* [SUPPLIED DATA]:
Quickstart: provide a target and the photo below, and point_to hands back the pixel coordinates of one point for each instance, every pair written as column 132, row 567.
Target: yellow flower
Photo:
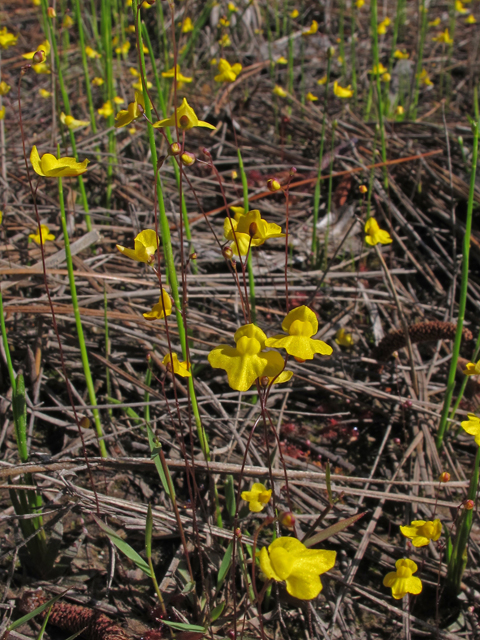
column 146, row 244
column 180, row 368
column 472, row 369
column 279, row 91
column 7, row 39
column 421, row 532
column 343, row 338
column 401, row 581
column 227, row 72
column 342, row 92
column 187, row 25
column 287, row 559
column 91, row 53
column 51, row 167
column 382, row 27
column 374, row 234
column 44, row 47
column 472, row 427
column 72, row 123
column 300, row 324
column 225, row 40
column 257, row 497
column 249, row 230
column 246, row 362
column 186, row 119
column 157, row 309
column 312, row 29
column 107, row 109
column 444, row 37
column 180, row 77
column 44, row 234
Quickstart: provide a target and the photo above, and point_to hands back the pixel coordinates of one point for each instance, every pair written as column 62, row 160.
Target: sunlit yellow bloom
column 257, row 497
column 374, row 234
column 342, row 92
column 51, row 167
column 107, row 110
column 472, row 426
column 382, row 27
column 312, row 29
column 186, row 119
column 146, row 244
column 187, row 25
column 72, row 123
column 227, row 72
column 444, row 37
column 67, row 22
column 289, row 560
column 246, row 362
column 91, row 53
column 300, row 324
column 157, row 311
column 225, row 40
column 42, row 236
column 279, row 91
column 7, row 39
column 180, row 368
column 180, row 77
column 249, row 230
column 402, row 581
column 343, row 338
column 45, row 47
column 421, row 532
column 132, row 112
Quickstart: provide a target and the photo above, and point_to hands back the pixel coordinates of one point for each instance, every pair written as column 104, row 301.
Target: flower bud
column 175, row 149
column 273, row 185
column 188, row 158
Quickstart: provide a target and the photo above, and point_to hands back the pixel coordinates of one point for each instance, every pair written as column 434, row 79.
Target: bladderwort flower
column 146, row 244
column 257, row 497
column 186, row 119
column 289, row 560
column 249, row 230
column 72, row 123
column 134, row 111
column 42, row 236
column 472, row 426
column 420, row 532
column 402, row 581
column 50, row 167
column 247, row 361
column 300, row 324
column 375, row 235
column 157, row 312
column 180, row 368
column 227, row 72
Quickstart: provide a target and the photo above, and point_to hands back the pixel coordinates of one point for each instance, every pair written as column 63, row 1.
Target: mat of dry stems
column 364, row 419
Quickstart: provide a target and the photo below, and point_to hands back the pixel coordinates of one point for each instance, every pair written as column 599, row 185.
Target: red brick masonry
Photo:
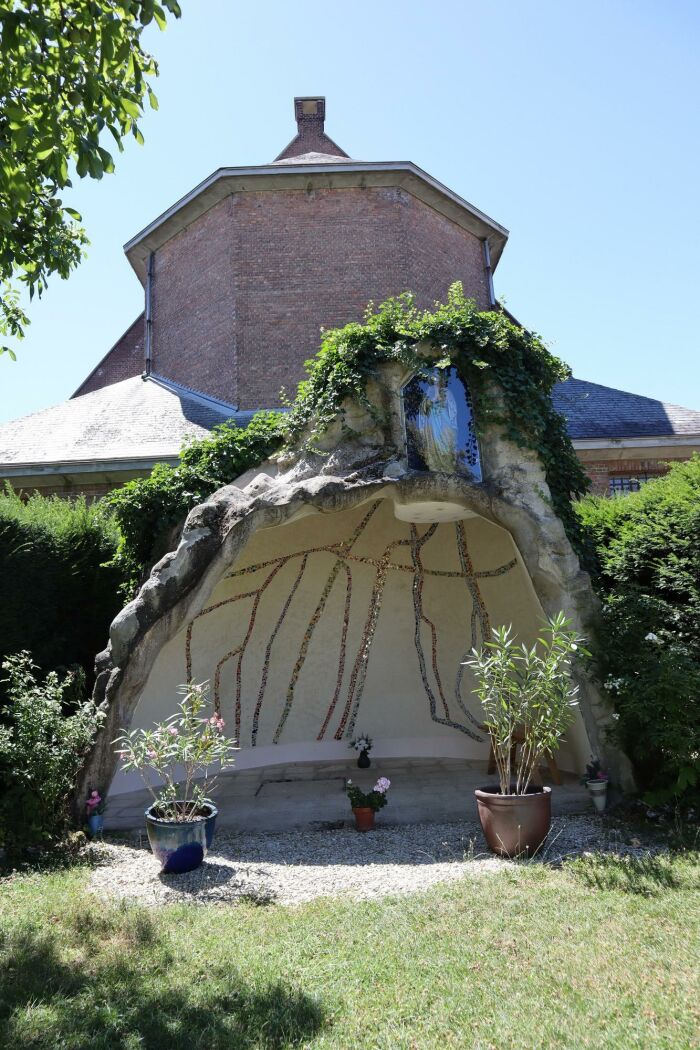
column 240, row 295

* [THE PROBLEM]:
Output the first line of the entries above and every line after it, exactly as written, ending with the line that contains "Target: yellow flower".

* [WRITTEN ANSWER]:
Quickstart: provide a target and the photo below, and point_to hands back the pixel coordinates of one point for each instance, every pair written as column 132, row 567.
Target: yellow flower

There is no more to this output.